TEXTE À LIRE.
++++++++
Voici des décennies que la NASA a conquis Mars grâce au programme Arès dont la troisième expédition occupe Acidalia Planitia. L'équipage surentraîné largué sur place a pour but de collecter quantité d'échantillons permettant une meilleure approche de l'histoire géologique de la planète rouge. L'arrivée d'une tempête inattendue abrège cependant la mission : pour Mark Watney, c'est retour sur Terre imposé. Hélas Mark est malmené par les vents martiens et perd le contact avec ses compagnons. Présumé mort, le véhicule d'ascension martienne décolle sans lui. Livré à lui même sur une planète où rien ne vit, Mark devra déployer des trésors d'ingéniosité pour se tirer de ce très mauvais pas et faire savoir au monde voisin qu'il est vivant.

Et parler de trésors d'ingéniosité, justement, c'est pas démérité. Mark Watney c'est le plus beau, c'est le plus fort : donnez-lui un couteau suisse et de l'eau gazeuse et il vous bricole vite-fait un hélicoptère last generation ; bref, Mark c'est le MacGuiver de Mars à la différence que lui est bardé de diplômes et bourré d'idées folles. Et c'est pas plus mal remarquez, parce que des idées folles, il va lui en falloir des tas pour régler la tonne de problèmes qui lui tombe dessus, à commencer par ses copains qui se font le malle sans lui - pas de bol, ça. Qu'à cela ne tienne, Mark a quand même pas mal de ressources matérielles sur place : en bons campeurs civilisés les astronautes de la NASA laissent derrière eux tout leur bardas depuis des années, rovers, habitat high-tech et carburant excédentaire compris. Avec ses mimines habiles, son sens de l'auto-dérision légendaire et ses diplômes d'ingénieur-botaniste, Mark va faire pas mal d'étincelles dans nos coeurs (évidemment) et même jusqu'à la NASA où oups, on va se rendre compte de l'immense boulette qu'on a commis ... et commencer à creuser pour ramener Robinson Crusoé vivant à la maison. Question de relations publiques, bien entendu - la mort ça fait mauvaise presse.

Sauf qu'aller sur Mars, ça se fait pas en claquant des doigts. On a beau avoir un roman de SF entre les mains, Andy Weir a le souci du détail et place son récit dans un cadre certes futuriste (je suis effectivement au regret de vous apprendre qu'on a encore envoyé personne sur Mars, désolée), mais pas tellement over-cheaté niveau technologique. Les voyages dans l'espace à la Star Wars ne sont pas encore d'actualité, la 4G porte pas dans l'espace et l'électronique en fait des siennes : la base du XXIe siècle, mais sur Mars. Ainsi donc Andy Weir ne se facilite pas la tâche et joue à fond la carte du réalisme. Ça passe par énormément de vulgarisation et de débrouille, mais avec un peu de concentration on suit Mark Watney dans ses plans fous. J'ai apprécié d'avoir affaire à de la SF en phase avec son temps - comme quoi les bonnes histoires, faut pas forcément les chercher au millénaire suivant ! La science c'est joli et ça permet beaucoup quand on sait s'en servir (« it works, bitches ! »), toutefois c'est limité par des lois universelles qu'on a pas encore appris à contourner à l'époque où Watney s'envole vers Mars - le vrai charme de Seul sur Mars, il est là.
++++++++
[Entrées d'un jeu de données d'annotation]
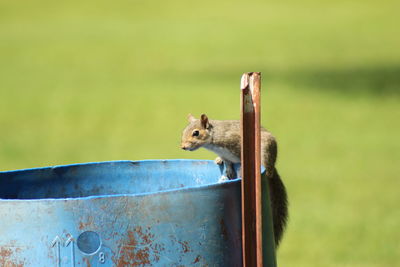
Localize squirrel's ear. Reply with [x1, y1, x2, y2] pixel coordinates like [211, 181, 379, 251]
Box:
[200, 114, 210, 129]
[187, 113, 196, 122]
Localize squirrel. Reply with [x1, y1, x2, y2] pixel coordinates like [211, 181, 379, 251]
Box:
[181, 114, 288, 247]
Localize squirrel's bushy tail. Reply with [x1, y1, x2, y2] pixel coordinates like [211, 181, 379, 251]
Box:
[268, 168, 288, 247]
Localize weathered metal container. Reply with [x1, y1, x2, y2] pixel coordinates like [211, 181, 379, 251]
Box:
[0, 160, 242, 267]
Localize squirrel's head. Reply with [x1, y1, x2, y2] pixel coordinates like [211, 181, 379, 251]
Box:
[181, 114, 212, 151]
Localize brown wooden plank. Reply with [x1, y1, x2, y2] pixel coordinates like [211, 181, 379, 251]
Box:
[241, 73, 263, 267]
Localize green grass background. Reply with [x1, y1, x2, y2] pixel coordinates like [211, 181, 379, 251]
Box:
[0, 0, 400, 267]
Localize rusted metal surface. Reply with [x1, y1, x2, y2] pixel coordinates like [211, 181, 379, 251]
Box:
[0, 161, 242, 267]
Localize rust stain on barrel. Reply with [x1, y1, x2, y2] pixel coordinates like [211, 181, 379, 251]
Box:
[0, 247, 25, 267]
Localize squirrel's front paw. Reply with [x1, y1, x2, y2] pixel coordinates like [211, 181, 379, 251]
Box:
[214, 157, 224, 165]
[218, 175, 229, 183]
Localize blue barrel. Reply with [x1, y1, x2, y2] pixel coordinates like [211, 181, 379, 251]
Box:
[0, 160, 242, 267]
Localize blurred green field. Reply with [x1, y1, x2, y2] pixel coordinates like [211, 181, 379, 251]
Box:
[0, 0, 400, 267]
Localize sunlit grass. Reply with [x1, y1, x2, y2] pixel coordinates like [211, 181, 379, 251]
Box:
[0, 0, 400, 267]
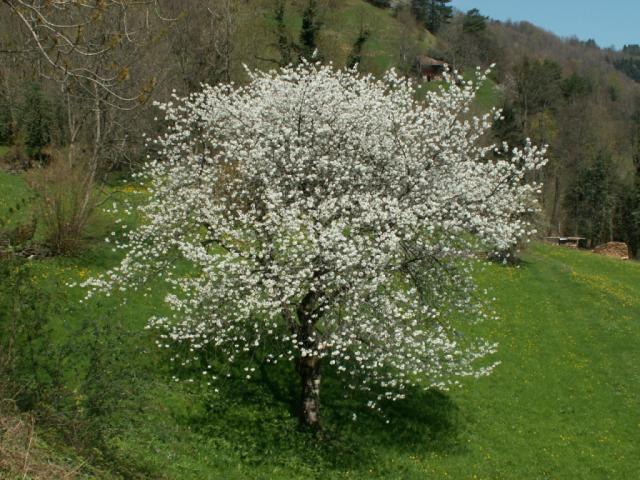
++++++++
EXERCICES.
A – Indiquez si chacune des affirmations suivantes concorde avec la critique de Seul sur Mars, en répondant par oui ou par non et en citant les mots décisifs du texte : (i) Mark Watney a des diplômes d'ingénieur-botaniste. (ii) La troisième expédition du programme Arès occupe Utopia Planitia. (iii) La tempête qui abrège la mission était prévue.
B – D'après la critique de Seul sur Mars, quel est le but de l'équipage largué sur place ?
C – Recopiez le passage de la critique de Seul sur Mars qui va de « Voici des décennies » jusqu'à « qu'il est vivant. », en substituant « tempête de poussière » à « tempête ».

CORRIGÉS.
A –
(i) Oui : « ses diplômes d'ingénieur-botaniste ».
(ii) Non : « dont la troisième expédition occupe Acidalia Planitia ».
(iii) Non : « L'arrivée d'une tempête inattendue abrège cependant la mission ».

B – Collecter quantité d'échantillons permettant une meilleure approche de l'histoire géologique de la planète rouge.

C –
Voici des décennies que la NASA a conquis Mars grâce au programme Arès dont la troisième expédition occupe Acidalia Planitia. L'équipage surentraîné largué sur place a pour but de collecter quantité d'échantillons permettant une meilleure approche de l'histoire géologique de la planète rouge. L'arrivée d'une tempête de poussière inattendue abrège cependant la mission : pour Mark Watney, c'est retour sur Terre imposé. Hélas Mark est malmené par les vents martiens et perd le contact avec ses compagnons. Présumé mort, le véhicule d'ascension martienne décolle sans lui. Livré à lui même sur une planète où rien ne vit, Mark devra déployer des trésors d'ingéniosité pour se tirer de ce très mauvais pas et faire savoir au monde voisin qu'il est vivant.